Your goal:
Reproduce nothing but the lines from the one with "When queried with" down to the last line of the data below.

Data records:
◆ ◆ ◆ ◆

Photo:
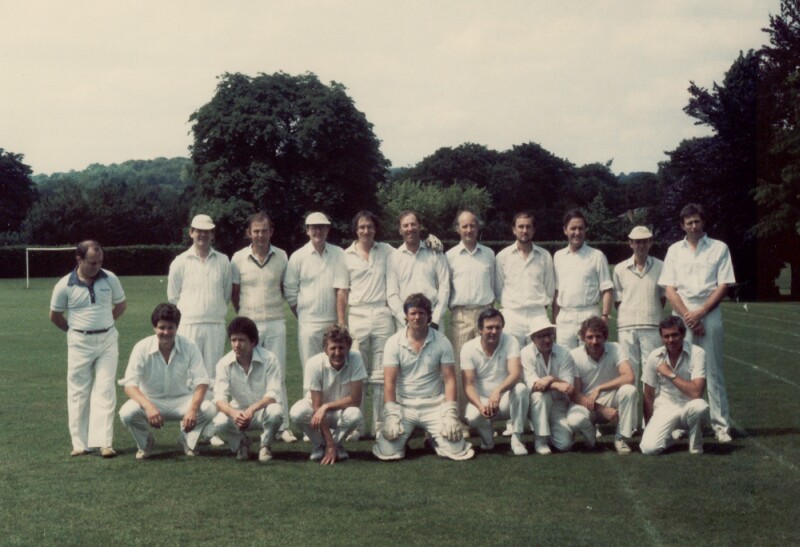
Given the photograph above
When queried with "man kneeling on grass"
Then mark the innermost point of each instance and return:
(247, 392)
(604, 389)
(420, 388)
(333, 382)
(674, 377)
(166, 381)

◆ ◆ ◆ ◆

Reply:
When queried with "man kneeling on grass"
Then mark the innermost point of each instance and return:
(247, 392)
(604, 389)
(420, 388)
(333, 382)
(674, 377)
(166, 381)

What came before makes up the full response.